= What you are asked to do =
Every record below needs to be set down exactly. Pictures do not belong in the copy.

= Dataset records =
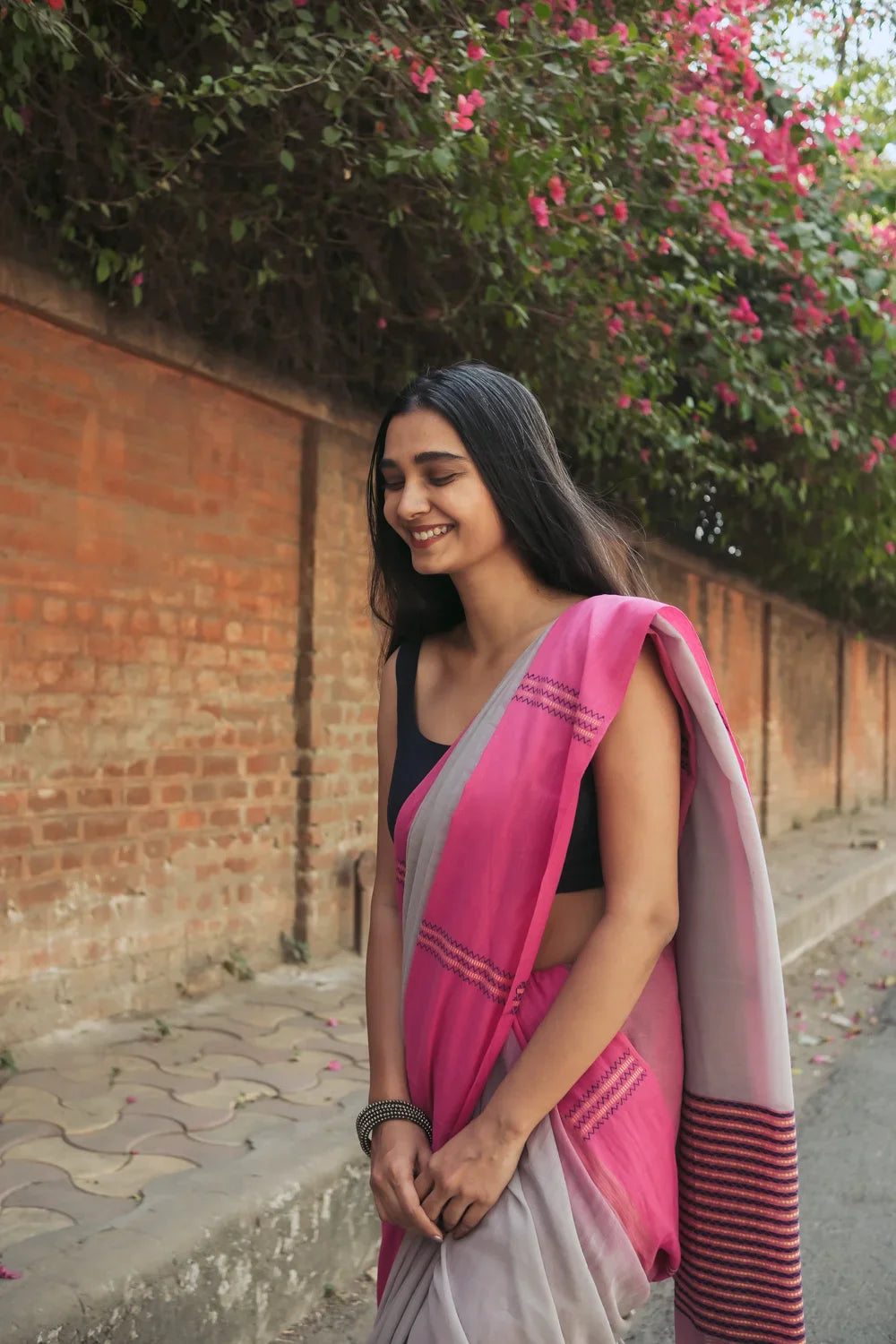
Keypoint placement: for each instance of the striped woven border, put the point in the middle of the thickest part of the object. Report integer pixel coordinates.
(560, 701)
(466, 965)
(739, 1277)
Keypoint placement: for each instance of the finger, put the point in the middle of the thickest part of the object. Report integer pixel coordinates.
(411, 1210)
(435, 1203)
(424, 1185)
(471, 1219)
(454, 1212)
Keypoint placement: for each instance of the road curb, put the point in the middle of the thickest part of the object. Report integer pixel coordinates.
(834, 905)
(230, 1254)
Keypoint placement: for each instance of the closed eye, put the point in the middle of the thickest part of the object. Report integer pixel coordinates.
(435, 480)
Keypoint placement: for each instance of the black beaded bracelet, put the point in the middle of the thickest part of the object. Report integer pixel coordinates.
(379, 1112)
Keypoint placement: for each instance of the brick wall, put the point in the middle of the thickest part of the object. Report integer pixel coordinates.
(161, 566)
(809, 701)
(188, 668)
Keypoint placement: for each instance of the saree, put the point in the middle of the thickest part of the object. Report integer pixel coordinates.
(675, 1153)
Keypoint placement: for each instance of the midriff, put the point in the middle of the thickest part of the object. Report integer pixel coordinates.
(573, 919)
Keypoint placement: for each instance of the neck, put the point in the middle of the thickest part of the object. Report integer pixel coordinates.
(504, 605)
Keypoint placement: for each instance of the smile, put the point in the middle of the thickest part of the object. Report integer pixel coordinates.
(425, 537)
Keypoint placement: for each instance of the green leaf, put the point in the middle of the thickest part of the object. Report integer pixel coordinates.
(13, 120)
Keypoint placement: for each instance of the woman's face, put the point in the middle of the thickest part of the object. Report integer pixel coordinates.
(435, 496)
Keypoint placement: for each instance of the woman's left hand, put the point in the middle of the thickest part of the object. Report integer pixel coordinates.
(465, 1177)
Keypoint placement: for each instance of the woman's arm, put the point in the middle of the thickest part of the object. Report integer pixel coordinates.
(400, 1148)
(637, 769)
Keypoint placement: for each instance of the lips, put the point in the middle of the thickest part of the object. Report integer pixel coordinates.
(425, 537)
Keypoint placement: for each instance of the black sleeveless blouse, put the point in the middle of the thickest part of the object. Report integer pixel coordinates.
(416, 757)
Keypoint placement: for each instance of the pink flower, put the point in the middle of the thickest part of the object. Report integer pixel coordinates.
(538, 207)
(422, 82)
(726, 394)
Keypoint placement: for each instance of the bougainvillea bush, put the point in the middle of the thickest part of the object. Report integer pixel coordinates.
(616, 203)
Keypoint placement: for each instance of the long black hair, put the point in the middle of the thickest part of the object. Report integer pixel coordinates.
(565, 539)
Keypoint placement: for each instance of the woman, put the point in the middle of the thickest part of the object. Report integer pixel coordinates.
(579, 1066)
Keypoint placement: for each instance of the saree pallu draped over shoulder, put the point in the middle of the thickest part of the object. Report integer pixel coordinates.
(675, 1153)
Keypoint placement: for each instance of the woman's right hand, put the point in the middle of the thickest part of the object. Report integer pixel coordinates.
(400, 1153)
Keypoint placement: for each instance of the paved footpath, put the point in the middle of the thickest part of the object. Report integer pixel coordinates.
(198, 1177)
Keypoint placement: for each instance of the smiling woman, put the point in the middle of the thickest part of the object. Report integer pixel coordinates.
(579, 1064)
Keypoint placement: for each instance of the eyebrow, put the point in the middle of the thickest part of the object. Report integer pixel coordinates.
(424, 457)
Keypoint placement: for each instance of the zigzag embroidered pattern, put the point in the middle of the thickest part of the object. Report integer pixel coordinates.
(466, 965)
(606, 1096)
(562, 701)
(739, 1277)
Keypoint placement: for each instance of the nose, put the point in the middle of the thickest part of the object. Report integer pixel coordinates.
(414, 502)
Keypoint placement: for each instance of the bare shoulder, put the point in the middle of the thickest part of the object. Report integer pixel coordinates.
(389, 695)
(649, 696)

= Answer area =
Keypoint placement: for each instance of the striped woven border, put the point in the middle of the thickest part of the object. Report integer pixel coordinates.
(560, 701)
(466, 965)
(739, 1277)
Keypoint placement: for each instance of the finger, put the point in the middle of the thickest part of the object. Report integer pixel coordinates.
(411, 1210)
(435, 1203)
(424, 1185)
(471, 1219)
(454, 1212)
Keypoint placement: for each instance of the road curb, put the point in the middle of the thickest part of the object. Report integer pixel coordinates.
(834, 905)
(230, 1254)
Keypoint placement: for each instance of the closed eye, put the point in the middle of the thickest part of the object. Report integer pixel coordinates.
(435, 480)
Keypoint placement: for each instance of the black beaded bracelet, put the point in the middle of the thickest part of the object. Report integer pixel coordinates.
(379, 1112)
Keypoint placement: for each instance of the brick wall, put the point in the middle of the thickest part of the object. Report integer pixel coordinates.
(161, 566)
(809, 701)
(188, 668)
Keypoint placement: for each instance of the saree, put the point in the middle of the thickest part of the object. Report integer pixel coordinates.
(675, 1153)
Keypoint placement: for each instance of the midriff, put the point in the middle of the thickest part of the object. Report integer pixel coordinates.
(573, 919)
Keypoint placement: for each instance of the neck, put the point in the middle of the thickest part of the object. Report integer pixel coordinates.
(504, 605)
Keypoint placement: for each instance of the smile, put the point in the middle of the thickest part of the object. Report integer pixel coordinates.
(425, 537)
Keypoint placement: for each instance of the green leaf, put the point in the middle of the thickest part of the object. Report integer pixel coordinates.
(13, 120)
Keypoint placement: for each instance of the woman's face, put the point in the middle of the thickest part of the object. Report integer pixel coordinates.
(435, 496)
Keypoint placement: for each instance of the woman's left hand, put the point in the middle of the thickest part of the object. Report integer pixel coordinates.
(465, 1177)
Keypoint placement: for each instance of the woman's arm, put the point in the middle of the thickest part of the object. Report integer pixel coordinates.
(400, 1148)
(637, 769)
Keypoint placement: for each instance of the lips, put the point in the middle of the thickest part of the object. Report integer pixel coordinates.
(425, 537)
Keypoint placement: for each instance of the black sleeveless blouse, put the point in the middle of the thickest part of the object. Report integer pixel coordinates.
(416, 757)
Keypoint placement: for each instance of the pink flower, put the point in the middle of the thickest part of the object. Report integer pixel coordinates.
(538, 207)
(422, 82)
(726, 394)
Keypoint placement: for each instance of the bougainvillea bush, put the point in the middle of the thickest part of the object. Report integer pixel coordinates.
(616, 203)
Keypoint placement: for each instance of the long black hair, put the point in the middle of the thickest part of the object. Report integer pixel coordinates.
(565, 539)
Keypoint placement: for each instance of the woman, put the point in the middle of the thickest part of the object. Report integer pixel coordinates.
(579, 1066)
Keypoint placement: for each instance of the saree pallu draped over shoulder, put the point in the middle of the thickest part of the object. Report integer pixel coordinates.
(675, 1153)
Keypoint placement: for each instance of the woman's right hand, put the point in the middle of the thickest part of the object. Report integer pixel coordinates.
(400, 1153)
Keypoint placement: for each instance of the paved footpath, put the point in the middle of the thickest part of the object. Report integer pixel coordinates.
(198, 1177)
Keypoint placement: for each instance of the smiling woman, put the point in the middle of the thickest part of the object. Report integer pixel coordinates.
(579, 1064)
Keypoint placement: for each instance of the eyebrow, put the point in the middle of the thickest part of the object. Report integer pixel coordinates.
(424, 457)
Keypoint placement: for each instance of the zigzag embroidered pattern, put the point in the middle of the thickest part of the object. Report integer pixel coordinates.
(466, 965)
(606, 1096)
(562, 701)
(739, 1277)
Keypoint placement: for each instance of the nose, put the point in the middle of the thickest part of the object. Report integer pixel coordinates.
(414, 502)
Keypoint placement: for each instance of the bare shoulder, put the point in the middle of the thickest part of the object. Report integer pixel coordinates.
(389, 695)
(649, 696)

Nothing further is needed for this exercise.